(Texto citado)
________________________

A proposta reflecte o interesse de "maximizar o potencial criativo da região está estruturada em três eixos estratégicos": capacidade e empreendedorismo criativos, crescimento dos negócios criativos, e atractividade dos lugares criativos.

O texto agora publicitado tem uma primeira parte de definições, como o conceito de indústrias criativas, a partir do inglês Department of Culture, Media and Sports (Creative Industries Taskforce, Department of Culture, Media and Sports, Reino Unido, 1997, e que eu aqui já destaquei algumas vezes), com os seguintes subsectores (imagem retirada do documento, p. 15).


No documento, as indústrias criativas são: 1) baseadas em indivíduos com talento criativo, 2) aliados a gestores de recursos económicos e tecnológicos, 3) gerando produtos vendáveis, 4) cujo valor económico assenta nas suas ropriedades “culturais” ou “intelectuais”. Os autores do documento falam em “indústrias criativas” (ou “indústrias culturais”) (p. 25), sem distinguir as diferenças ou a hierarquia que se pode instaurar entre elas, como o fez John Hartley (2005). Distinguem igualmente cidades criativas, com um subcapítulo específico, turismo cultural (p. 32), pessoas e empreendedorismo criativo (p. 36), clusters criativos (p. 39) e propriedade intelectual (p. 41).

O documento destaca a existência de um estudo (Creative Economy Report 2008, UNCTAD, igualmente já referido aqui no blogue), que indica que, em Portugal, o sector das indústrias criativas contribuiu com 1,4 % do PIB em 2003, correspondendo a € 6.358 milhões, significando o terceiro principal contribuinte para o PIB português, logo a seguir aos produtos alimentares e aos têxteis (1,9% cada) e à frente de importantes sectores como indústria química (0,8%), imobiliário (0,6%) e sistemas de informação (0,5%) (p. 23).

A seccção II, com um capítulo chamado Ecologia e economia criativas na região Norte (a partir da p. 48), desenvolve mais conceitos, como infra-estrutura e programação cultural de prestígio, acesso a financiamento especializado, existência de núcleos especializados de investigação e incubação nas universidades, existência de redes de parcerias (networking) ou existência de espaços de produção e consumo cultural.

________________________

(Listagem)
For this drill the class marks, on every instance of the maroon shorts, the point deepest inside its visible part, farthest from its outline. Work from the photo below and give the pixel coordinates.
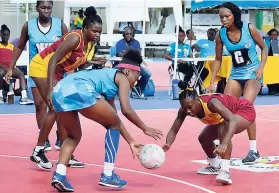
(246, 110)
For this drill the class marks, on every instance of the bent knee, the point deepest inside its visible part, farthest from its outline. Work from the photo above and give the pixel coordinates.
(76, 136)
(40, 106)
(202, 138)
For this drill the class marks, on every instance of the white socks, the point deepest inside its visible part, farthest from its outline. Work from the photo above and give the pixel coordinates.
(24, 94)
(61, 169)
(253, 145)
(215, 162)
(108, 168)
(225, 165)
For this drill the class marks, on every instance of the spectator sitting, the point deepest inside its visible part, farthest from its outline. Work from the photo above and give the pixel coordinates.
(79, 19)
(94, 62)
(184, 51)
(6, 50)
(128, 42)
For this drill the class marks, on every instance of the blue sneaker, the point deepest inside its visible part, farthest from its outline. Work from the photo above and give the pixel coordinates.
(61, 183)
(112, 181)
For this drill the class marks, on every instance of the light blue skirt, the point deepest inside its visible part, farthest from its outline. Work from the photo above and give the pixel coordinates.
(74, 95)
(244, 73)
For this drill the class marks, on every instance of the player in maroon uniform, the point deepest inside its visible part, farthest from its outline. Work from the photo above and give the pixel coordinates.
(224, 115)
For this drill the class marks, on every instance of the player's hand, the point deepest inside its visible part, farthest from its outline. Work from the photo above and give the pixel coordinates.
(144, 63)
(103, 61)
(8, 75)
(166, 147)
(155, 133)
(135, 148)
(49, 100)
(259, 74)
(221, 149)
(211, 88)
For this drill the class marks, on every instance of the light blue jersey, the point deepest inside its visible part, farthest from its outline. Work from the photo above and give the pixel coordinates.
(207, 47)
(184, 50)
(81, 89)
(244, 54)
(38, 40)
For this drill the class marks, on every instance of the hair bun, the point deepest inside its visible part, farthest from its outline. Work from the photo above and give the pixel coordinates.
(182, 84)
(4, 27)
(133, 55)
(90, 11)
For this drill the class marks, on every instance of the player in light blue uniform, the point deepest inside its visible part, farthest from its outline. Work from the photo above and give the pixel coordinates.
(240, 40)
(91, 93)
(41, 32)
(244, 55)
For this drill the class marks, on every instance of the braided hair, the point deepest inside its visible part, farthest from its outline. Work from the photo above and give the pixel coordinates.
(132, 57)
(39, 2)
(236, 13)
(91, 17)
(186, 92)
(4, 27)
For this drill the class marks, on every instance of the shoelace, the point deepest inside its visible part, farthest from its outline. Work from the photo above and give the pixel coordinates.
(41, 154)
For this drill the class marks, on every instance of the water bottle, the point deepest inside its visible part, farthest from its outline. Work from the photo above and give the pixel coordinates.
(175, 89)
(10, 94)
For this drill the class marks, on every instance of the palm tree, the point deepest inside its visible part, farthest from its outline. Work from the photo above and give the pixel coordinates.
(276, 19)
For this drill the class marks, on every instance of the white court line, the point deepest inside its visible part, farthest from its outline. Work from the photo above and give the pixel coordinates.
(171, 109)
(134, 171)
(269, 120)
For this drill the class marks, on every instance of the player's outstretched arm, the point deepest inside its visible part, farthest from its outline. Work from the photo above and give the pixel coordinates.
(128, 112)
(181, 115)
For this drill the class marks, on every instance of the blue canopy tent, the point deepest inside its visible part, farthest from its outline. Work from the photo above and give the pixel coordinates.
(243, 4)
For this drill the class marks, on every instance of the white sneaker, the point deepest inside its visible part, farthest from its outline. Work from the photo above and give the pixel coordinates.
(224, 177)
(40, 159)
(1, 100)
(26, 101)
(209, 170)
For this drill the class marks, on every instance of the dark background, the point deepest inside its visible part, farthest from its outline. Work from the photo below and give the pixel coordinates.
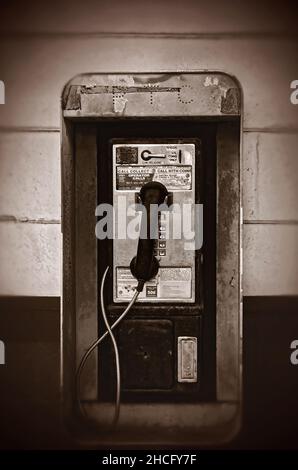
(29, 407)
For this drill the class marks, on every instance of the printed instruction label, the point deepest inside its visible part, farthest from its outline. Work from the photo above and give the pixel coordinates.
(170, 283)
(173, 177)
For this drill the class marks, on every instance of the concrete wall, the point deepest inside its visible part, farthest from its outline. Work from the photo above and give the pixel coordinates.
(44, 44)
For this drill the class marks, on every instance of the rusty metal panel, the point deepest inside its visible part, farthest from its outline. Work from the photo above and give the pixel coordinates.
(228, 263)
(86, 254)
(149, 95)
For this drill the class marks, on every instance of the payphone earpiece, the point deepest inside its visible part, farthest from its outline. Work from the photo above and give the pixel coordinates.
(144, 266)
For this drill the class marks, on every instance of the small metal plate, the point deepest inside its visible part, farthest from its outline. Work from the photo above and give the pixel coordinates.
(187, 359)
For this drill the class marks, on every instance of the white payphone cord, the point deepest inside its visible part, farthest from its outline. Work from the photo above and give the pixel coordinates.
(99, 340)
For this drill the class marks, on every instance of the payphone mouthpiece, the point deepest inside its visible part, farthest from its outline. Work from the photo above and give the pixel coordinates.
(144, 266)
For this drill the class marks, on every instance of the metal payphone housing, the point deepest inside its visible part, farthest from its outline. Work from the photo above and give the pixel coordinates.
(209, 101)
(171, 163)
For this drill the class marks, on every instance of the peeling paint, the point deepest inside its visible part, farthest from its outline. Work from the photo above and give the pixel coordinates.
(211, 81)
(119, 104)
(12, 218)
(230, 103)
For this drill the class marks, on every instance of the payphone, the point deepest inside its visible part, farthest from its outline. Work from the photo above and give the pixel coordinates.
(151, 294)
(173, 165)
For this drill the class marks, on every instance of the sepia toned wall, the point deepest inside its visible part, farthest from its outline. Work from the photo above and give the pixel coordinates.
(43, 45)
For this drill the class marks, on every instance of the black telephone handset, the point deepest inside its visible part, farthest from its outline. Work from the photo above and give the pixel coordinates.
(144, 266)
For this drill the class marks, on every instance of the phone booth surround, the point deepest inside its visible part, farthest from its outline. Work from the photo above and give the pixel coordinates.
(180, 346)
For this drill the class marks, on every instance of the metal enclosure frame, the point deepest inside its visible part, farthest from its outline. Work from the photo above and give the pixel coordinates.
(199, 95)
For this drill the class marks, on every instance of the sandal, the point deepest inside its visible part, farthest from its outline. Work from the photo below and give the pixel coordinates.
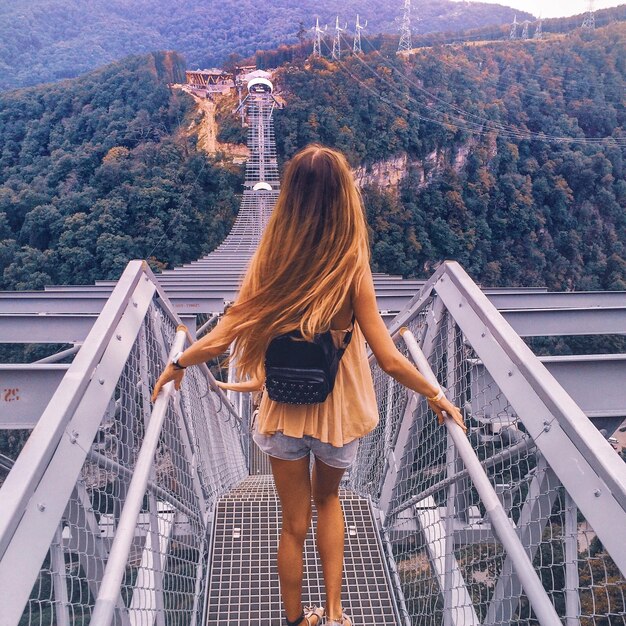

________________________

(Objetivo) Devolva sem nenhuma alteração o trecho do texto sobre as indústrias criativas que vai de "O documento destaca" até "(0,5%) (p. 23).". As linhas não têm qualquer papel neste exercício.

(Resolução)
O documento destaca a existência de um estudo (Creative Economy Report 2008, UNCTAD, igualmente já referido aqui no blogue), que indica que, em Portugal, o sector das indústrias criativas contribuiu com 1,4 % do PIB em 2003, correspondendo a € 6.358 milhões, significando o terceiro principal contribuinte para o PIB português, logo a seguir aos produtos alimentares e aos têxteis (1,9% cada) e à frente de importantes sectores como indústria química (0,8%), imobiliário (0,6%) e sistemas de informação (0,5%) (p. 23).